Task to carry out »
Quote the lines from the one containing "example: [442, 265]" through the last line, including both ends, and leave the pictures out of your answer.

--- Start Extracted information ---

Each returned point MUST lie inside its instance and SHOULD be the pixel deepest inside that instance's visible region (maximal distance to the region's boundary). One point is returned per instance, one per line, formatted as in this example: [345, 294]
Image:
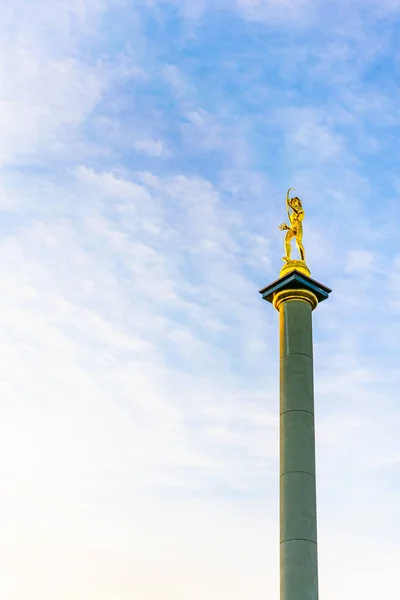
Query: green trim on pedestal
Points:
[295, 281]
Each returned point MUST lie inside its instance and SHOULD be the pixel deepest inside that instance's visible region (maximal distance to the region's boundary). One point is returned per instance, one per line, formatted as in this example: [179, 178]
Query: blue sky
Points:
[145, 152]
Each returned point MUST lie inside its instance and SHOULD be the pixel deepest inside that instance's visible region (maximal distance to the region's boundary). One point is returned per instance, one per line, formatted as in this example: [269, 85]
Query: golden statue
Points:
[295, 230]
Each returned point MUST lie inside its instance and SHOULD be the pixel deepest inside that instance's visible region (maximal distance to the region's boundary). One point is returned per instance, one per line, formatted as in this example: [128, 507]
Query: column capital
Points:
[295, 286]
[289, 294]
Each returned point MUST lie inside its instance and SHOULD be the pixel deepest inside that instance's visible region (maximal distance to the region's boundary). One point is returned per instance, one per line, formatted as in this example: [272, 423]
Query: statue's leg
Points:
[300, 247]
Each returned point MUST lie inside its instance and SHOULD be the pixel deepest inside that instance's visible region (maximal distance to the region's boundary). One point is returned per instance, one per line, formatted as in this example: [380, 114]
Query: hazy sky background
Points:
[145, 151]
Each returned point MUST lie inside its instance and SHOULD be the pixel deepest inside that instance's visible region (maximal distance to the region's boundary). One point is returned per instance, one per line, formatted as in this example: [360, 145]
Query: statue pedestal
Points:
[295, 295]
[295, 265]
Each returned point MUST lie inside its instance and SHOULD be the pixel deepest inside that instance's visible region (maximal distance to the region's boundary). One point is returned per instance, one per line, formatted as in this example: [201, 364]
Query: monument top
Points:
[295, 280]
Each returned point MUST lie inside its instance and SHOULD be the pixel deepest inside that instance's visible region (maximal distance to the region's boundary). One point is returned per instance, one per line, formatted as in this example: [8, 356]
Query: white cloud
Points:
[150, 147]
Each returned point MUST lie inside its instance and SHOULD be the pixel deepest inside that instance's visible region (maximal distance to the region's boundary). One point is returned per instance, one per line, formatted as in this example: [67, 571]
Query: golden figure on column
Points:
[295, 213]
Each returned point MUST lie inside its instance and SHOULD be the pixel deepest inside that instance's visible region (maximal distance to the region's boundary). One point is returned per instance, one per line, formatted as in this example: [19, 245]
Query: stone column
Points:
[295, 296]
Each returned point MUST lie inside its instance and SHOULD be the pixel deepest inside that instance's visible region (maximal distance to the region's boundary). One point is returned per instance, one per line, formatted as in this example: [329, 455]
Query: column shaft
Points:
[298, 519]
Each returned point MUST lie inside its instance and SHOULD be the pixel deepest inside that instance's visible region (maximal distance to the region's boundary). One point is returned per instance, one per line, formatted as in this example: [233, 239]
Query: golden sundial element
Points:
[295, 212]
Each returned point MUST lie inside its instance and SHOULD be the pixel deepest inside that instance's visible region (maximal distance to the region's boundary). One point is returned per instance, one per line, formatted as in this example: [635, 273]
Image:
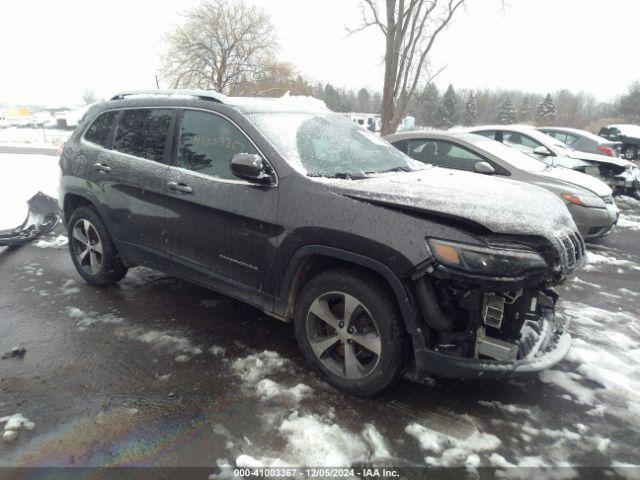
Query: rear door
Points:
[131, 174]
[221, 230]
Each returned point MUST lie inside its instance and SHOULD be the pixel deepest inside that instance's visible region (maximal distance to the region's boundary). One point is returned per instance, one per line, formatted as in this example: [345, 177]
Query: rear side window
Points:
[143, 133]
[98, 132]
[207, 143]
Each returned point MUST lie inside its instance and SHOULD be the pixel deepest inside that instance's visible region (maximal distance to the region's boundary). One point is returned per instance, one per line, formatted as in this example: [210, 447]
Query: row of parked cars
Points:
[583, 180]
[438, 255]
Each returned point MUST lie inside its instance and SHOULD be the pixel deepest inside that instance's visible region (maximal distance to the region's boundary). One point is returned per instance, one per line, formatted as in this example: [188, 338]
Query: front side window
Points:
[143, 133]
[99, 130]
[444, 154]
[330, 145]
[207, 143]
[524, 143]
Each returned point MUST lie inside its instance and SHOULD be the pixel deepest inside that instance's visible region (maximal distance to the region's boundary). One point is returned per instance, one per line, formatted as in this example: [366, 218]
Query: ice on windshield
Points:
[330, 144]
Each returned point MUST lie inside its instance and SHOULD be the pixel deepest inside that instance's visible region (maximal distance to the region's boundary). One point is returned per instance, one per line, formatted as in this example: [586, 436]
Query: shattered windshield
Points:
[331, 145]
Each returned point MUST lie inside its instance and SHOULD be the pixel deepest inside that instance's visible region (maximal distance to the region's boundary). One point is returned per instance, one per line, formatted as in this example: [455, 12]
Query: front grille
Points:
[571, 252]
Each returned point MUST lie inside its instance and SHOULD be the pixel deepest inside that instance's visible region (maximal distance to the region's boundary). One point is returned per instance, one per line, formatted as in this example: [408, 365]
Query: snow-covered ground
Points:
[25, 175]
[33, 137]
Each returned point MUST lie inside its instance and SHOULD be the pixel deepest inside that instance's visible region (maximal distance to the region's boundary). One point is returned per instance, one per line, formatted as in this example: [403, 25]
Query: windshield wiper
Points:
[394, 169]
[340, 175]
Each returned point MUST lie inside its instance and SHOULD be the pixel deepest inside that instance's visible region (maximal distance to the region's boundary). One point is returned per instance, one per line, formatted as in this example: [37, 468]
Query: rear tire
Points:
[92, 250]
[630, 152]
[333, 343]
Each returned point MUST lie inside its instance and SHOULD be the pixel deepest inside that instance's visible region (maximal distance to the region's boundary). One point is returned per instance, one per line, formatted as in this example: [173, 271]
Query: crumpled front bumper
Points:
[554, 347]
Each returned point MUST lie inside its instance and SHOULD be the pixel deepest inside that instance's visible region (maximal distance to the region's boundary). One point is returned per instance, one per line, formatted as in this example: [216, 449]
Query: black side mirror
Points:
[484, 167]
[250, 167]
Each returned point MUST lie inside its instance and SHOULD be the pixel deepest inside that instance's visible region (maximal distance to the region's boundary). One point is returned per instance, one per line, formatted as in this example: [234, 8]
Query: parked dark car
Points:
[383, 264]
[628, 135]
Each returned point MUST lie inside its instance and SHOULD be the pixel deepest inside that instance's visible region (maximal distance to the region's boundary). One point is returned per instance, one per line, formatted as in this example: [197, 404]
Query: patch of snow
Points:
[70, 287]
[255, 367]
[85, 320]
[172, 342]
[29, 174]
[268, 389]
[217, 351]
[60, 241]
[13, 424]
[451, 451]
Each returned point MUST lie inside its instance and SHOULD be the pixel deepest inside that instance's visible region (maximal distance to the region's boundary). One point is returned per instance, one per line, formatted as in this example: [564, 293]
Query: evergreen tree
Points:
[507, 113]
[547, 112]
[629, 104]
[448, 111]
[364, 101]
[524, 112]
[470, 110]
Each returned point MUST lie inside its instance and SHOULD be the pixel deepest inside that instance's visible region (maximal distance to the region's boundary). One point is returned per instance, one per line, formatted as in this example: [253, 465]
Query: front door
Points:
[131, 173]
[221, 230]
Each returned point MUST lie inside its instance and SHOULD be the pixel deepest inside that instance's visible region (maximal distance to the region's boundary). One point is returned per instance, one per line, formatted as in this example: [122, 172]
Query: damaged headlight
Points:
[486, 260]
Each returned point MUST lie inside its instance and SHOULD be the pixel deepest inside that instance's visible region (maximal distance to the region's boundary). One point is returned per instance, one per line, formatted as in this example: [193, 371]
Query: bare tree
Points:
[410, 28]
[222, 45]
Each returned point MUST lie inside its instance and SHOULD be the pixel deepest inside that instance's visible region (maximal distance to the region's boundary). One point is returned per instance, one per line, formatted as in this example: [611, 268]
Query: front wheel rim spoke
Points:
[321, 345]
[353, 369]
[350, 306]
[320, 308]
[94, 264]
[369, 341]
[79, 236]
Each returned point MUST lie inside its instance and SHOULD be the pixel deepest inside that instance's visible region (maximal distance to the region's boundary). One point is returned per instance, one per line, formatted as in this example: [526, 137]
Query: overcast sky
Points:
[50, 50]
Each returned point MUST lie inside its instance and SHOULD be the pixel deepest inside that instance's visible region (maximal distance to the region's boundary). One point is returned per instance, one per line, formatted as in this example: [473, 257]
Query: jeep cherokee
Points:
[384, 265]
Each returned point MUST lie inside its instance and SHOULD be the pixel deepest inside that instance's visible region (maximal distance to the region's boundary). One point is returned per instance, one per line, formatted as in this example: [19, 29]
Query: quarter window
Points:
[207, 143]
[143, 133]
[98, 132]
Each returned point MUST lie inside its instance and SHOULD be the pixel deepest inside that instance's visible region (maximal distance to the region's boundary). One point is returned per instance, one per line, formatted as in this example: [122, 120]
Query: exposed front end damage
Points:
[494, 325]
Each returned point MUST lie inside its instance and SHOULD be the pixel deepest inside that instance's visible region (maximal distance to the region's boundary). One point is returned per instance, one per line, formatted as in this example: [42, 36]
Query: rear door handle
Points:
[179, 187]
[101, 167]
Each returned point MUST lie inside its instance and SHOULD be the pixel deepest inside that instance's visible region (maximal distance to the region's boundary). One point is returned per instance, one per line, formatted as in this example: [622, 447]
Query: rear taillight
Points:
[607, 151]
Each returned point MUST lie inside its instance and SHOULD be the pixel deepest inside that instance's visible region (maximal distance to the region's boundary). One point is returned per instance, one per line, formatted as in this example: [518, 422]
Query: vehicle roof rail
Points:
[199, 94]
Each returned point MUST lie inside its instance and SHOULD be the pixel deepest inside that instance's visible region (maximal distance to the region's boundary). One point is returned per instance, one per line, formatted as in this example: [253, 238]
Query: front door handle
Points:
[179, 187]
[102, 168]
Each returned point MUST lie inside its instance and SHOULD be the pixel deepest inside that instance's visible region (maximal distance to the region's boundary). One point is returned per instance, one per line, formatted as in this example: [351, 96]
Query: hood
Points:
[578, 179]
[566, 161]
[596, 158]
[500, 205]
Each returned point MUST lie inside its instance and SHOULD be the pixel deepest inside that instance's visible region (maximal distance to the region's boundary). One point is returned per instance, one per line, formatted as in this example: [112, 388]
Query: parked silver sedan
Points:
[589, 200]
[621, 175]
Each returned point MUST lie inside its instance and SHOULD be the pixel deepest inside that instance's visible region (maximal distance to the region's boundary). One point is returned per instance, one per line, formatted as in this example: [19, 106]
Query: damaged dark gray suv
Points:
[384, 265]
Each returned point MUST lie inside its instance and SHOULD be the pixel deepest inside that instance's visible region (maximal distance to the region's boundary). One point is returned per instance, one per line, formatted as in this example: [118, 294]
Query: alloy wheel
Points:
[87, 246]
[343, 335]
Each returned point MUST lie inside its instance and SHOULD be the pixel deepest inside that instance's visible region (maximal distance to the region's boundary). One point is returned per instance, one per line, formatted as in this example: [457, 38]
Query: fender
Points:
[405, 298]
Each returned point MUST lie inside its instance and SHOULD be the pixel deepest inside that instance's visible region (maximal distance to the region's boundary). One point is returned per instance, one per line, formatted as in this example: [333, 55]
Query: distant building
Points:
[368, 121]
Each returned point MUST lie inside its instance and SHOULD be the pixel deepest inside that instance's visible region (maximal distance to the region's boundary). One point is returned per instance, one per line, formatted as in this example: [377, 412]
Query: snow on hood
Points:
[578, 179]
[594, 157]
[501, 205]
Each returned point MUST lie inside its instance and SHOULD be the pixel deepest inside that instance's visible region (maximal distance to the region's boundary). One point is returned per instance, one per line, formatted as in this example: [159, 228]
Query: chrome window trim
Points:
[176, 167]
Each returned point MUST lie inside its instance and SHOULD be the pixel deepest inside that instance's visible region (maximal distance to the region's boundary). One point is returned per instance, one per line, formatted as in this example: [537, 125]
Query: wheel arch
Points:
[313, 259]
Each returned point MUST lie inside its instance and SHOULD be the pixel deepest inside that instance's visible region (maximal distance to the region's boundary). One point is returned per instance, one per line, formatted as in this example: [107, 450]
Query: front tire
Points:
[92, 250]
[349, 330]
[630, 152]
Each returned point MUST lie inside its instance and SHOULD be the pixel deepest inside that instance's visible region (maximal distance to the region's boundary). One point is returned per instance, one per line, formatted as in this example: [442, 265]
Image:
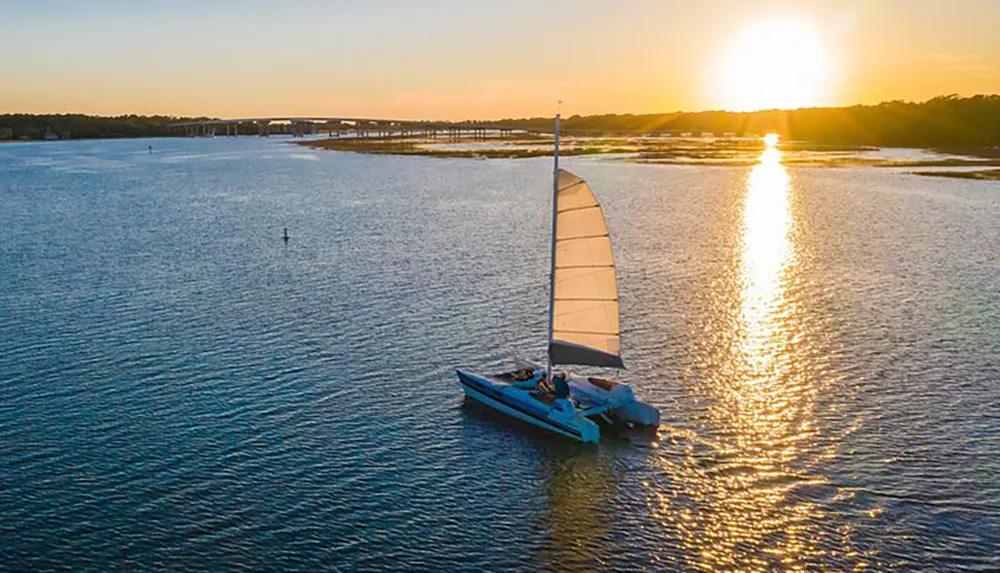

--- End Extracted information ---

Solution for this exercise »
Each returned point MUST lie inside its instance and SHOULD be the pixel deepest inside that instance's visible region (maximal distance to the region's boundary). One point is returned per instance, one per line, formatted as in this example: [442, 265]
Image:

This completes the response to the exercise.